• [SELECTED PASSAGE]
Monday, July 27, 2020
African Modernism in America
Wednesday, July 15, 2020
Romare Bearden
Romare Bearden was born in Charlotte, North Carolina, the seat of Mecklenburg County, on September 2, 1911. About 1914, his family joined in the Great Migration north, settling in New York City, which remained Bearden's base for the rest of his life. He became a prolific artist whose works were exhibited throughout the United States and Europe. He was also a respected writer and an eloquent spokesman on artistic and social issues of the day. His many awards and honors include the National Medal of Arts he received from President Ronald Reagan in 1987, one year before he died in 1988.
Romare Howard Bearden, In the Garden, from the portfolio Prevalence of Ritual, 1974, screenprint on wove paper. Hood Museum of Art, Dartmouth: Purchased through the William S. Rubin Fund; PR.975.58.1. Art © Romare Bearden Foundation / Licensed by VAGA, New York, NY.
After graduating from New York University, Bearden earned his living as a social case worker for Gypsies for New York City’s Department of Social Services. With the exception of service during World War II and some postwar travel in Europe, he continued his work in social services until retiring at age 58. Until then, he created his paintings and collages at night and on weekends. Even while employed as a social worker, art for Bearden was always a full-time vocation.

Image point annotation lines
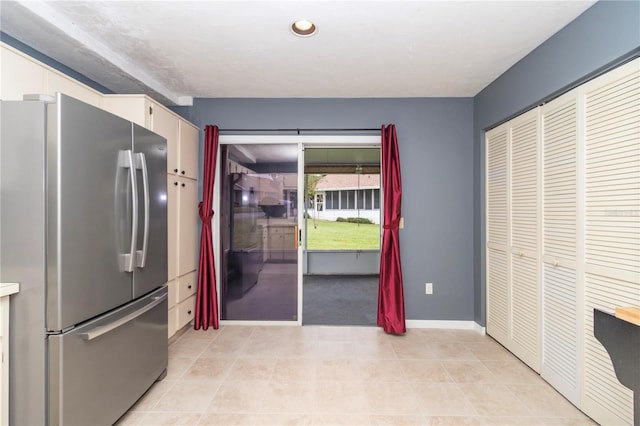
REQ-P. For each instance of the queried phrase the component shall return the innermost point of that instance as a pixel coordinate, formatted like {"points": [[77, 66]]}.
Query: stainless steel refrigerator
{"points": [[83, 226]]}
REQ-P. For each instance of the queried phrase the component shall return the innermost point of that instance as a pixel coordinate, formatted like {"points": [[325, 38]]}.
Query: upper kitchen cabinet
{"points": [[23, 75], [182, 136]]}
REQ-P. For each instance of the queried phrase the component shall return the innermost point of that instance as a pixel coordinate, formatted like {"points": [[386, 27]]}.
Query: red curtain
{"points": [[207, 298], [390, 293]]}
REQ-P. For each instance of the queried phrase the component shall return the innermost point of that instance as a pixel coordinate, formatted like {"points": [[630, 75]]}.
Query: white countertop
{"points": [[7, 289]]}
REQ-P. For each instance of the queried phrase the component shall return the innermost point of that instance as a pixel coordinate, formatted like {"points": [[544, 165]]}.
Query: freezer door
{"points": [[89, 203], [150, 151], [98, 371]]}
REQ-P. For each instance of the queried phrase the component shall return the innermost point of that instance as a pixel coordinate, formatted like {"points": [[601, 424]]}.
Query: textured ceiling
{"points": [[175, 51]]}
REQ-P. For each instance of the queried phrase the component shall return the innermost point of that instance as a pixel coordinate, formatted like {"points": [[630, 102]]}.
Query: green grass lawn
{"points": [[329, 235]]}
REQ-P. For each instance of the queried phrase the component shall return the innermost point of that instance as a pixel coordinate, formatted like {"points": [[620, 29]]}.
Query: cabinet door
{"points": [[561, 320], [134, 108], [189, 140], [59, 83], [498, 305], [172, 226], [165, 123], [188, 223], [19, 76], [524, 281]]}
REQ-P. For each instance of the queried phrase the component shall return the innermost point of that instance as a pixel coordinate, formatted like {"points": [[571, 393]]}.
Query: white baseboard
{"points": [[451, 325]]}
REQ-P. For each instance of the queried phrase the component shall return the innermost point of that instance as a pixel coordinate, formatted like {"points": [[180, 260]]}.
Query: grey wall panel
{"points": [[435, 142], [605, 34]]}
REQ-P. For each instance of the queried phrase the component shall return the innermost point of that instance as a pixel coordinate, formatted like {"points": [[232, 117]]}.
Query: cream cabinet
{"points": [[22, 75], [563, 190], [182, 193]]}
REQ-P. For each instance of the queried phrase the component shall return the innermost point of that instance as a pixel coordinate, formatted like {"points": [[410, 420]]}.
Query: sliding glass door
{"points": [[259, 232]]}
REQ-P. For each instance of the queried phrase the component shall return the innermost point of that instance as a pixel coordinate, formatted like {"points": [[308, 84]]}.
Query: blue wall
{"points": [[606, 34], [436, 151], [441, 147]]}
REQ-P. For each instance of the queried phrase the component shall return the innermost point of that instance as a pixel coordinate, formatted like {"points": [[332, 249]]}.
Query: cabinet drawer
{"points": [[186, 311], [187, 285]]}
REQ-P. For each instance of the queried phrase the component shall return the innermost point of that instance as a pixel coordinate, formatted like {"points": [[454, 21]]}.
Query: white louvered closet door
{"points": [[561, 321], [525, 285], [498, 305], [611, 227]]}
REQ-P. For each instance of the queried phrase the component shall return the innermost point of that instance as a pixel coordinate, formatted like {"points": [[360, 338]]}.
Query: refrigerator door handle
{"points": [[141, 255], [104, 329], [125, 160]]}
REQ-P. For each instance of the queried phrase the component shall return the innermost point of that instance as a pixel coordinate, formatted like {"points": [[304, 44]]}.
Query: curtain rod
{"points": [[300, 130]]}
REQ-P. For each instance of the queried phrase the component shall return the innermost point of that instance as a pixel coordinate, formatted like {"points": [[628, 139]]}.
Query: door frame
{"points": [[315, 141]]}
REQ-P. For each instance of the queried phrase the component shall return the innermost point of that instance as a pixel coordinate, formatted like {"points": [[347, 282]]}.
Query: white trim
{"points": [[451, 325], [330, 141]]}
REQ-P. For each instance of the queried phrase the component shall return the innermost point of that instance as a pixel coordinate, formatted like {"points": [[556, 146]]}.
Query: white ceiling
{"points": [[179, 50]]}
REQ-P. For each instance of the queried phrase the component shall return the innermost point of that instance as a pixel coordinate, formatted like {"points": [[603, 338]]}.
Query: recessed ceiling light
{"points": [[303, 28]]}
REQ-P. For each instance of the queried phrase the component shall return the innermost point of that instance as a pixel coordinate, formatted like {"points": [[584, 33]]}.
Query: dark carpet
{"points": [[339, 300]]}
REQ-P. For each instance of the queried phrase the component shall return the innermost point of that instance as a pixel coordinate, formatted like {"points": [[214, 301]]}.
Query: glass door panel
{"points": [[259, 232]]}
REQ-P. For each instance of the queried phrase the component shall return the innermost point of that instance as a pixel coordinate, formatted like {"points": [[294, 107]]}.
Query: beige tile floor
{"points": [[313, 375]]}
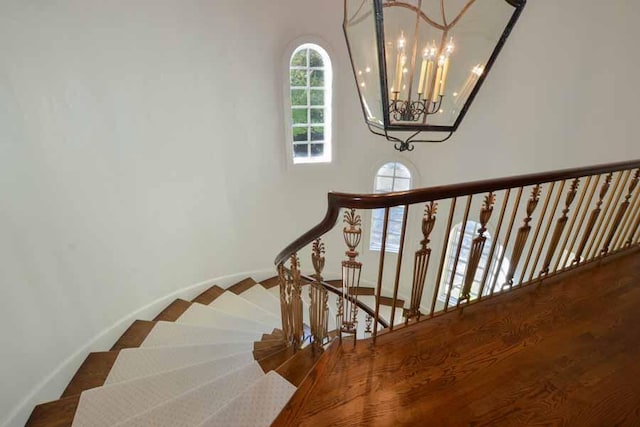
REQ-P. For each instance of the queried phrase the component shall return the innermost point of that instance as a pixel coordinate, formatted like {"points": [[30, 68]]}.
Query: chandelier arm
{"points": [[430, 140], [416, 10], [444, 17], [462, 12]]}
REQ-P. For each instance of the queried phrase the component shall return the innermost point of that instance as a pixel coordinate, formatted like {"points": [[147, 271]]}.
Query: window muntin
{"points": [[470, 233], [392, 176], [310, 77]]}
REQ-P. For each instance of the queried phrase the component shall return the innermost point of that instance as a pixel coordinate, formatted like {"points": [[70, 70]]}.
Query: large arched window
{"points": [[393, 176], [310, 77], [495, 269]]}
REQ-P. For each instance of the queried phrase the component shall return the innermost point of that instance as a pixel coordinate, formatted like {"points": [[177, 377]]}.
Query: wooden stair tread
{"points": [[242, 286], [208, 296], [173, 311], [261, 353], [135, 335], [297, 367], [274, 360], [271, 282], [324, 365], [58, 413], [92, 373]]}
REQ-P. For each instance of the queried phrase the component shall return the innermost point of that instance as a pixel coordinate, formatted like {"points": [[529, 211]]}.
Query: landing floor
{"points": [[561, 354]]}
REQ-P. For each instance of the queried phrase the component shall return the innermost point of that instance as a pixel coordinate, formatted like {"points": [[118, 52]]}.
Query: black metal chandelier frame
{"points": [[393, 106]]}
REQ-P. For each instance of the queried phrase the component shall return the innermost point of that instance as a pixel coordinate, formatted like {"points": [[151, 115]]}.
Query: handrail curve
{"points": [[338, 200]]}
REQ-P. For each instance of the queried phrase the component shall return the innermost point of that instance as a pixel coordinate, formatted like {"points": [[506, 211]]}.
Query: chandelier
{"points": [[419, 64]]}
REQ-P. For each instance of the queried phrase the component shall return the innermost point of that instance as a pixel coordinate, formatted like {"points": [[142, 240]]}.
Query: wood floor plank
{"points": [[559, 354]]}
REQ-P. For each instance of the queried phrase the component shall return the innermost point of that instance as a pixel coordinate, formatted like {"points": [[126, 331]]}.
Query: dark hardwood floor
==
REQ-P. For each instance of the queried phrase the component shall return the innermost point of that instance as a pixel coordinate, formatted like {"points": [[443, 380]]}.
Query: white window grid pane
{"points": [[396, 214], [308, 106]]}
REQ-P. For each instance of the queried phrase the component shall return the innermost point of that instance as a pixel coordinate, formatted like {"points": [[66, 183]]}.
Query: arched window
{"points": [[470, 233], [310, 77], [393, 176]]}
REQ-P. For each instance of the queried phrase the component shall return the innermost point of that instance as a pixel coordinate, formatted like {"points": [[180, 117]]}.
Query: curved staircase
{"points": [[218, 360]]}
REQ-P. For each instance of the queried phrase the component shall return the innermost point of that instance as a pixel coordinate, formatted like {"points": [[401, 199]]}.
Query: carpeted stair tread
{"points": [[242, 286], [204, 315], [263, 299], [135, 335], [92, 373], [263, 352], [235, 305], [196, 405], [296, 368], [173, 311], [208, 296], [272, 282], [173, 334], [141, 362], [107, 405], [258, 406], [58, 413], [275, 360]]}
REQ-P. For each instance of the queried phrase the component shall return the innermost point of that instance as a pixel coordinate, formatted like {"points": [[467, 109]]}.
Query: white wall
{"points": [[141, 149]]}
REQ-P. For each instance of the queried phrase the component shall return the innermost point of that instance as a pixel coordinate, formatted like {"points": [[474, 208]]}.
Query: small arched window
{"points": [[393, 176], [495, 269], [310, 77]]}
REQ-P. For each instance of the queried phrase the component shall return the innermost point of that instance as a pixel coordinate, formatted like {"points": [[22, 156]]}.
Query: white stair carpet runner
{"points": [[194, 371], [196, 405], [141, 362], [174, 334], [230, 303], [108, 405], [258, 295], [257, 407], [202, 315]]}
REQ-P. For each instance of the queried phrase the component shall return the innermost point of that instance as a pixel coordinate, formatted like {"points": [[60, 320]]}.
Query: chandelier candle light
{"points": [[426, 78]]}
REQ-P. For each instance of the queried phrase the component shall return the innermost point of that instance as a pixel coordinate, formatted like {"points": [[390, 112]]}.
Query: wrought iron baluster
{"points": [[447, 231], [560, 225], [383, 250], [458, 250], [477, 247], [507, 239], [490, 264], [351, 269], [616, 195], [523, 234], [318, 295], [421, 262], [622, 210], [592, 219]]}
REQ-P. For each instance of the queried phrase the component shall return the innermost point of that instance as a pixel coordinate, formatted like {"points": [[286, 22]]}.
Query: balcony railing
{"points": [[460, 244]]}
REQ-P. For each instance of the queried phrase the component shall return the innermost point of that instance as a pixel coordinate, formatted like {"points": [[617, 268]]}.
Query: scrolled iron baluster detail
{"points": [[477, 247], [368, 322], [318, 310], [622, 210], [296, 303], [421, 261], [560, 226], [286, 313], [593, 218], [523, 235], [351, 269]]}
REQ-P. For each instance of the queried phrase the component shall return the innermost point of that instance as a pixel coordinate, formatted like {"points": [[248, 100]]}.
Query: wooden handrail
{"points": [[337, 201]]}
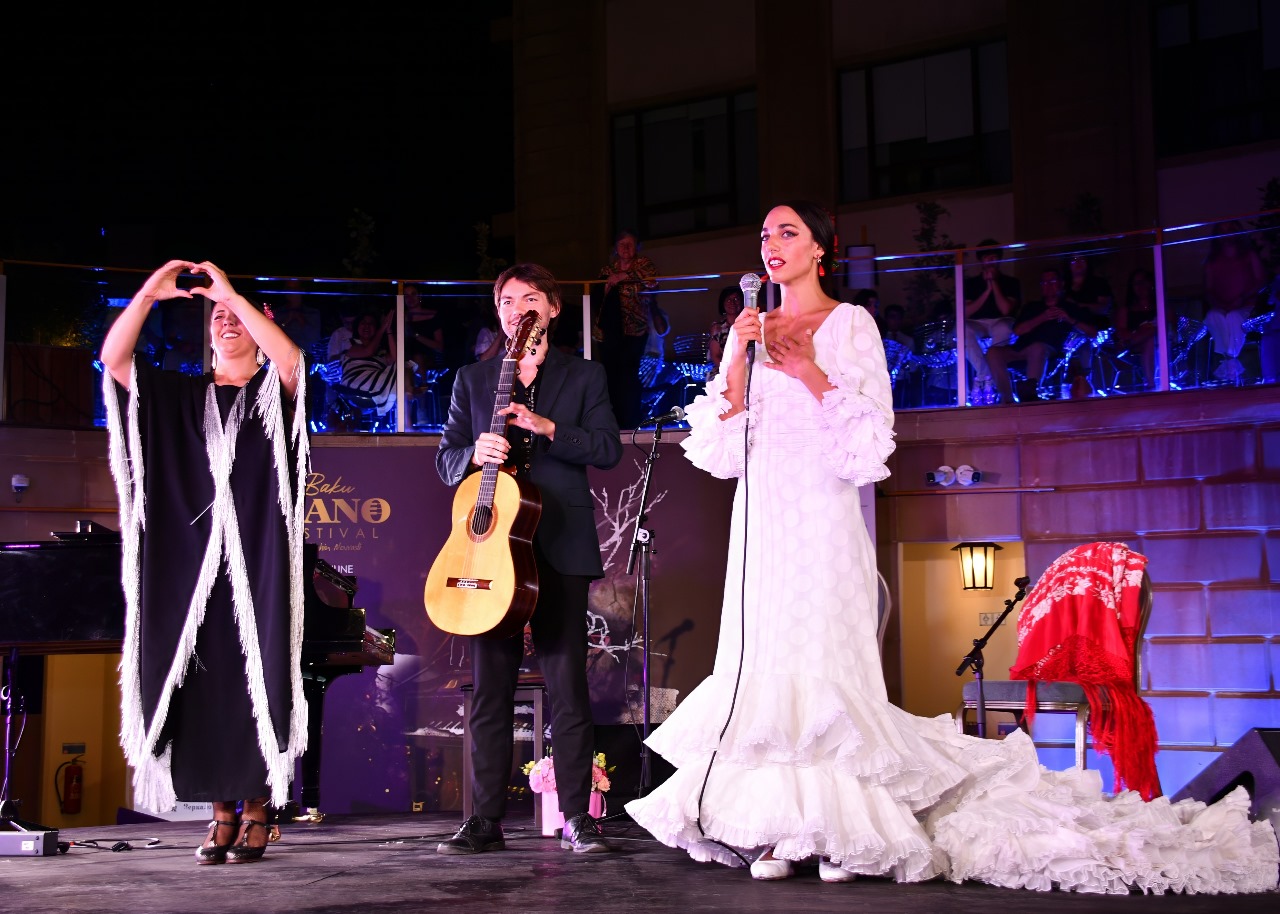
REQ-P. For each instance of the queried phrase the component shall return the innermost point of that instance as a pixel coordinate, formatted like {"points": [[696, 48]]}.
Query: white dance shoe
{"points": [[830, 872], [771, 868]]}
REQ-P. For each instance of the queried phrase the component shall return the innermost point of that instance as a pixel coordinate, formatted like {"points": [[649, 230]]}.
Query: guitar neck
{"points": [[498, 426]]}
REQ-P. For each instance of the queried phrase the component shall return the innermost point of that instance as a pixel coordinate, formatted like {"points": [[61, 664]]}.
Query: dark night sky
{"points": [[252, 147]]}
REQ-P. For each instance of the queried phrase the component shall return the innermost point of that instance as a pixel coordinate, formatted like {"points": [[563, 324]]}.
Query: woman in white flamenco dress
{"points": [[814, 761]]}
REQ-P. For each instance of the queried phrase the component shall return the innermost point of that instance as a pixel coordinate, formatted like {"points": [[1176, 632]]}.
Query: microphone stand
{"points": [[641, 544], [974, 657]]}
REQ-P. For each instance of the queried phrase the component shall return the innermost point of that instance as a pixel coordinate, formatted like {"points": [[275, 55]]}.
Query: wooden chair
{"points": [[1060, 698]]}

• [THE EXERCISE]
According to the passage about Romare Bearden, at what age did he retire from his work in social services?

• [EXPECTED ANSWER]
At age 58.